▶ [Problem] Would you retype the listing word for word, skipping its pictures?
┄┄┄┄┄┄
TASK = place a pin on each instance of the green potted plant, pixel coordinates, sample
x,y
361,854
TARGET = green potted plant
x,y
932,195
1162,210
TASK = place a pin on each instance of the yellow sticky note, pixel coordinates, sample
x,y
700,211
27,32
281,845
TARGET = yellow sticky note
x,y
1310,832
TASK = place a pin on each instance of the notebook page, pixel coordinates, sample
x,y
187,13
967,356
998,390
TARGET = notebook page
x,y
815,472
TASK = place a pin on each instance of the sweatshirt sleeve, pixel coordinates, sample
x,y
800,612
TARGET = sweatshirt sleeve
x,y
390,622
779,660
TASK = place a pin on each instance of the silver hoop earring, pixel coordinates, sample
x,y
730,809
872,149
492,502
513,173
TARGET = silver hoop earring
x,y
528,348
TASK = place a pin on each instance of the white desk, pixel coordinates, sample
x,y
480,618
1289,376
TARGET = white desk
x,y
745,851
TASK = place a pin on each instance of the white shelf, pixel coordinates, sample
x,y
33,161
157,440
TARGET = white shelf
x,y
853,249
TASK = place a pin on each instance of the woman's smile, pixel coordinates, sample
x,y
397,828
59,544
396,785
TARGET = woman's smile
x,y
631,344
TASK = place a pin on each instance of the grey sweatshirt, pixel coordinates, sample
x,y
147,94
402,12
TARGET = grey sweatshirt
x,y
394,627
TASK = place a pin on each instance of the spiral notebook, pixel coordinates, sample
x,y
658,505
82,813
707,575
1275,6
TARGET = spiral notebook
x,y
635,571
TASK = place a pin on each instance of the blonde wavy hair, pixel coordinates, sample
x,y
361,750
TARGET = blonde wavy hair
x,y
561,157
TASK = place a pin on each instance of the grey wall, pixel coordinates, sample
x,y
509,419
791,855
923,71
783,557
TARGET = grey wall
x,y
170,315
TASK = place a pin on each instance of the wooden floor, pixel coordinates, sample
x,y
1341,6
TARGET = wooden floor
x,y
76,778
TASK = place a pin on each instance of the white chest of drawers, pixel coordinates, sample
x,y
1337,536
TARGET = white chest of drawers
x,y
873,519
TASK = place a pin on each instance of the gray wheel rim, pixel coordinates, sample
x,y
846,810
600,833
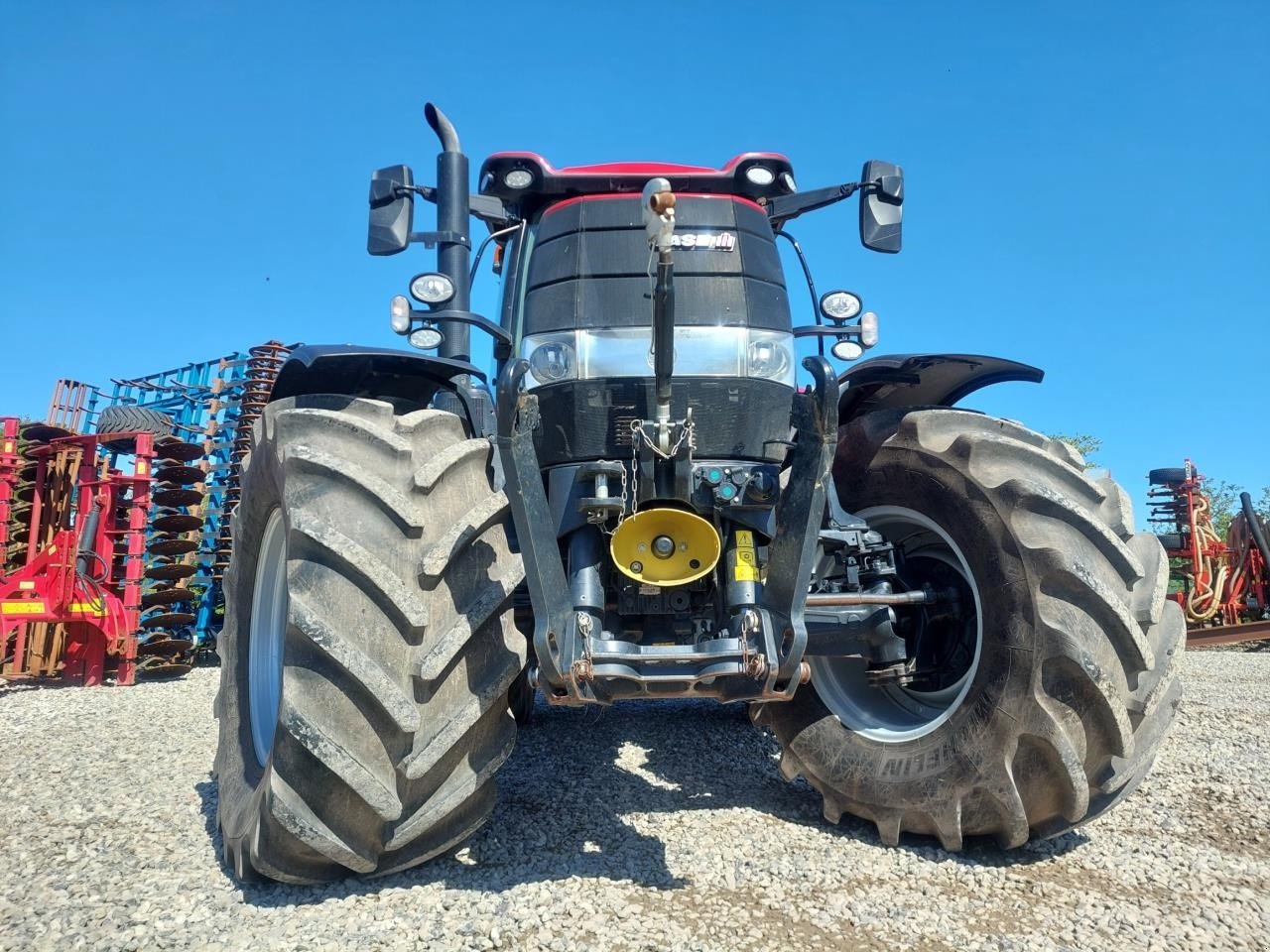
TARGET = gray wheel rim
x,y
266,635
898,715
┄┄┄┄┄┄
▶ [Answer section]
TASK = place a pin on each instance of the green potted plant, pixel coordinates, sample
x,y
361,854
TARGET = green potted plant
x,y
932,195
1162,210
TASK = place a pin on each instance of the yellow sticky note, pixel coordinates, sample
x,y
700,211
27,32
281,845
TARGET = yellow sticky note
x,y
1310,832
TASK = place a pin on each instance of the notebook page, pixel coordinates, sample
x,y
187,13
967,356
998,390
TARGET = notebook page
x,y
815,472
TASK = place a pin on each instance of the sweatshirt sleeve, pixel coordinates, sample
x,y
800,612
TARGET = sweatshirt sleeve
x,y
390,622
779,660
TASK = place a pin on each instance of the silver hoop earring, pixel coordinates, sample
x,y
730,809
872,149
492,502
513,173
TARGET = silver hoop earring
x,y
528,348
TASK = place a pin on each instance of the white desk, pixel coordinates, sample
x,y
480,618
1289,376
TARGET = white desk
x,y
745,851
TASK = place a pin on each instance of the white shelf, pixel coordinates, sample
x,y
33,161
157,440
TARGET = white shelf
x,y
853,249
TASK = place a pin on each instance of the woman's smile, pixel coordinates, sample
x,y
397,828
59,544
396,785
TARGET = woman's smile
x,y
631,344
TASK = place a pin on each instance of the grey sweatshirt, pixel coordinates, sample
x,y
147,94
402,12
TARGET = grey sweatshirt
x,y
394,627
TASK = place a pin on each instance of the spiral notebook, pixel coordinates, sample
x,y
658,505
82,813
707,575
1275,6
TARGET = spiral notebook
x,y
635,571
TASK = place a pin on each instance of the blonde wavy hair, pixel coordinates, sample
x,y
361,750
TARGET = blonde wavy hair
x,y
561,157
TASK = place a pin on each instance of the grey wall, pixel coordinates, sample
x,y
509,419
791,855
923,71
783,557
TARGET = grey wall
x,y
170,315
TASK = place a pin on each instance of the wooden floor, pixel coordinates, sample
x,y
1341,6
TARGET = wooden floor
x,y
76,778
TASK = place a pin on each instance of the white chest of drawers, pixel coordinates, sample
x,y
1337,536
TARGET = white chest of drawers
x,y
873,519
TASK = place a pin on each instance of the gray wheel rim, pixel coordinates, sample
x,y
846,810
600,833
TARGET = gray wheel rim
x,y
266,635
898,715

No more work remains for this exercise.